*ROWS*
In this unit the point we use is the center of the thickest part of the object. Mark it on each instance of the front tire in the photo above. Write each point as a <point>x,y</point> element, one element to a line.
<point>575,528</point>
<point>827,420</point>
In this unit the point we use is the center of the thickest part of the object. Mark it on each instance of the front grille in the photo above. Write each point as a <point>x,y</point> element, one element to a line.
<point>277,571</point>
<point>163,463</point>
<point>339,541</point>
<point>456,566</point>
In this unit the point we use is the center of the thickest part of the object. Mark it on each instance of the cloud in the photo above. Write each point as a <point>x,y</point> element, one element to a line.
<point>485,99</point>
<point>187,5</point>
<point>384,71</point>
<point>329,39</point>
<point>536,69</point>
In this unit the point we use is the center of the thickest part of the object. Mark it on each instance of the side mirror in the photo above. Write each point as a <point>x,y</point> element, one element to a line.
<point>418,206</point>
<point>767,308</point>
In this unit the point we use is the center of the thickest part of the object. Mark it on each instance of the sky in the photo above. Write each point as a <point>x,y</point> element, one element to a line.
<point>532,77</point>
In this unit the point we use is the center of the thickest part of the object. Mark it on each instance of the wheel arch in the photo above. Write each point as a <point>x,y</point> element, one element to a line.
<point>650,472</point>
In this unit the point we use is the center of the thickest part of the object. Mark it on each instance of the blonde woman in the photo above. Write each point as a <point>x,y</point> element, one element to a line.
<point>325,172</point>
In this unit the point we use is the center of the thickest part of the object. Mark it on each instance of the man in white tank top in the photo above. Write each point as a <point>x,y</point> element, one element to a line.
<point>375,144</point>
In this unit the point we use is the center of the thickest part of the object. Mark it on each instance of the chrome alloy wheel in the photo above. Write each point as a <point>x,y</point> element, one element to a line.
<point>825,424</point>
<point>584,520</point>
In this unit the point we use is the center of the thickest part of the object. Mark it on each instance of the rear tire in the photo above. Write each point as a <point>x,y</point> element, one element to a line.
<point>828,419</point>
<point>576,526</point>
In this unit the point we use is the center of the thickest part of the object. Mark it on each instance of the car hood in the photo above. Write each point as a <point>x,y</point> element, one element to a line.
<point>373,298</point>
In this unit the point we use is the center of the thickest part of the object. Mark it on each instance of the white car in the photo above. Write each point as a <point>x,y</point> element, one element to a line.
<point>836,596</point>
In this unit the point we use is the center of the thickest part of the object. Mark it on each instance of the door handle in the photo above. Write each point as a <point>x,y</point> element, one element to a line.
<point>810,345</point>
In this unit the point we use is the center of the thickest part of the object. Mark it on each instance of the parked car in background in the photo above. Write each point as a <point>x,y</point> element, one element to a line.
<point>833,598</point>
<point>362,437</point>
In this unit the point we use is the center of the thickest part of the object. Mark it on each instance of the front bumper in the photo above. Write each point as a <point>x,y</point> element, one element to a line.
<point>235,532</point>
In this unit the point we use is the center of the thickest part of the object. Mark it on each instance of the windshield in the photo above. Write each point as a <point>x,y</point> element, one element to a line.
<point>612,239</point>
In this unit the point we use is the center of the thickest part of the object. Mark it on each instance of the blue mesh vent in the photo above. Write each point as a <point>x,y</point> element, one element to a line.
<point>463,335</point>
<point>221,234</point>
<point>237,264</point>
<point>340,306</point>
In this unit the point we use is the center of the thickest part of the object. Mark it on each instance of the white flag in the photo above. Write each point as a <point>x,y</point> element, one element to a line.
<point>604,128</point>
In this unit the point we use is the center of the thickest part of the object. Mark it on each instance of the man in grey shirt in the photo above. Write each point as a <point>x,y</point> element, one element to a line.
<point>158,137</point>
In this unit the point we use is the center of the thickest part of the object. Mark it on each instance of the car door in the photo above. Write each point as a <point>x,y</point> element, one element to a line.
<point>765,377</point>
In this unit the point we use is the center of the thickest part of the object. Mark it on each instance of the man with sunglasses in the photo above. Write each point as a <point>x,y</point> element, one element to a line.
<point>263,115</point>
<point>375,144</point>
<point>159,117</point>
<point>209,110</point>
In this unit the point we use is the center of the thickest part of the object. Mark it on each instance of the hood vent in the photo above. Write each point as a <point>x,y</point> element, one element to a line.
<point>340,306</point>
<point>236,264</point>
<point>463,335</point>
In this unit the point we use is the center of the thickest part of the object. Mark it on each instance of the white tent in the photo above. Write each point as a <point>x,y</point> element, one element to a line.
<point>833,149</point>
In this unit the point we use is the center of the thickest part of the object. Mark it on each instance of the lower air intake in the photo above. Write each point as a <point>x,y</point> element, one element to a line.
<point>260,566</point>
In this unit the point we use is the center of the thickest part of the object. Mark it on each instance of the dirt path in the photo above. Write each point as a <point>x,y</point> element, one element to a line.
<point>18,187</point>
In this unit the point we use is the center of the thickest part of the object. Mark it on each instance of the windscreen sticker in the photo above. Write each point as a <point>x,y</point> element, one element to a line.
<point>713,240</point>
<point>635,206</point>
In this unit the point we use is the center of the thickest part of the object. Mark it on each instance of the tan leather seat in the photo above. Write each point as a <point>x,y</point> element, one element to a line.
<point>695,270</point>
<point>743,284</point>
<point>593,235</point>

*DIRECTIVE*
Lay out every line of the listing above as a numbered list, omitting blank lines.

*SOLUTION TO THE EXERCISE*
1. In this unit the point we use is the center of the thickest part of the object. Mark it on each instance of the front tire in the photo above. Write each point as a <point>x,y</point> element, one element to a line.
2. <point>575,528</point>
3. <point>827,420</point>
4. In this unit the point we use is the center of the thickest part of the object. Mark it on each instance of the front grille in the photo above. Write each point as a <point>x,y</point> element, one element to a line.
5. <point>277,571</point>
6. <point>163,463</point>
7. <point>339,541</point>
8. <point>456,566</point>
9. In this unit the point we use is the center of the thickest part of the object. Mark it on each instance of the cloud in the photo above. Write each point as a <point>x,y</point> element, one element to a line.
10. <point>485,99</point>
11. <point>187,5</point>
12. <point>384,71</point>
13. <point>329,39</point>
14. <point>536,69</point>
15. In this unit the point we use is the center of the thickest part of the object. Mark it on each instance of the side mirror in the photo above. Write each point as a <point>x,y</point> element, one element to a line.
16. <point>418,206</point>
17. <point>767,308</point>
18. In this unit the point we use is the center of the thickest part of the object. Mark it on each instance of the sky in the photo above. Write each point as a <point>x,y</point> element, one element to a line.
19. <point>532,77</point>
20. In this unit the point we use is the center of the thickest part of the object. Mark it on each instance of the wheel arch in the photo above. Write each point as a <point>x,y</point> element, one element to a line.
21. <point>650,472</point>
22. In this unit the point we use is the center of the thickest part of the object. Mark it on each instance of the blonde woman in the photo above. Write each point as a <point>x,y</point> element, one element to a line.
23. <point>325,172</point>
24. In this unit the point we use is the center of the thickest part of the object. Mark it on each instance of the man in white tank top in the photo above. Write each point as a <point>x,y</point> element, one element to a line.
25. <point>375,144</point>
26. In this unit the point we use is the center of the thickest part of the object. Mark it on each instance of the chrome alloy wheel in the photo above. Write each point as a <point>x,y</point> element, one element to a line.
27. <point>825,424</point>
28. <point>584,520</point>
29. In this unit the point we use is the center of the thickest part of the object. Mark it on each instance of the rear tire in the photo above. Write each point as a <point>x,y</point> element, one element to a line.
30. <point>828,419</point>
31. <point>576,526</point>
32. In this unit the point we use is the center of the thickest part of the object. Mark it on each instance of the car hood in the photo above. Write each point as a <point>x,y</point> element, one element to a line.
33. <point>373,298</point>
34. In this unit the point we use is the center of the thickest part of the object. Mark it on each instance of the white car in the photo above. Write each point as a <point>x,y</point> element, one element to a line.
35. <point>836,596</point>
36. In this unit the point we use is the center of the thickest part of the object. Mark it on each instance of the door handle in the photo above. Write each point as a <point>x,y</point> element, one element to a line.
37. <point>810,345</point>
38. In this unit the point we use is the center of the thickest part of the object. Mark it on each instance of the parked car in background in the photo above. Write each point as a <point>x,y</point> element, one element to a line.
39. <point>833,598</point>
40. <point>362,437</point>
41. In this unit the point we use is the center of the thickest part of the object. Mark it on each instance of the front bumper in the photo above. Write each point as a <point>x,y</point> element, one element to a line.
42. <point>235,532</point>
43. In this unit the point we use is the center of the thickest part of the object. Mark it on each instance of the windshield in the photo above. Write each point as a <point>x,y</point> element, one element to a line.
44. <point>612,239</point>
45. In this unit the point we use is the center of the thickest part of the object. Mark it on each instance of the blue mesh vent in the photo above. Write each point as a <point>x,y</point> element, one element to a line.
46. <point>463,335</point>
47. <point>221,234</point>
48. <point>237,264</point>
49. <point>340,306</point>
50. In this unit the point we use is the center of the thickest part of the object. Mark it on each instance of the white flag in the photo above. Write each point as a <point>x,y</point> element, one element to a line.
51. <point>604,128</point>
52. In this unit the point we use is the center of the thickest part of the object. Mark it on each instance of the man in grey shirt in the photo above. Write each point as a <point>x,y</point> element, one element to a line.
53. <point>158,137</point>
54. In this unit the point we use is the center of the thickest part of the object. Mark it on each instance of the car door in the photo above. Write each point as a <point>x,y</point> element, one element to a line.
55. <point>765,377</point>
56. In this unit the point we use is the center of the thickest part of the object. Mark it on each instance of the man with sunglasses in the photo above. Write each point as a <point>x,y</point> element, one element to a line.
57. <point>263,115</point>
58. <point>375,144</point>
59. <point>159,117</point>
60. <point>209,110</point>
61. In this unit the point we use is the center of the thickest part of the object. Mark it on each instance of the hood vent in the photo above. Write each point as a <point>x,y</point> element, one element to a line.
62. <point>340,306</point>
63. <point>236,264</point>
64. <point>463,335</point>
65. In this unit the point we use is the center of the thickest part of the object. Mark it on each instance of the white tent in the photo above. Write each point as a <point>x,y</point> element, one element to a line.
66. <point>833,149</point>
67. In this unit the point we use is the center of the thickest part of the object. Mark it on each instance of the lower air intake in the photo above. Write each point as a <point>x,y</point> element, one element to a line.
68. <point>260,566</point>
69. In this unit the point we use is the center of the thickest part of the object. Mark it on each instance of the dirt path in the photo above. Write each point as a <point>x,y</point> element, one element to a line.
70. <point>18,187</point>
71. In this unit the point we use is the center of the thickest part of the object. Mark it on each instance of the windscreen sticker in the photo above. Write each point as a <point>x,y</point> element, one element to a line.
72. <point>713,240</point>
73. <point>635,206</point>
74. In this unit the point we use is the center of the thickest part of the object. Mark it on each instance of the tan leather seat in the photo above. Write each point as a <point>x,y</point> element, one element to a line.
75. <point>695,270</point>
76. <point>743,284</point>
77. <point>593,235</point>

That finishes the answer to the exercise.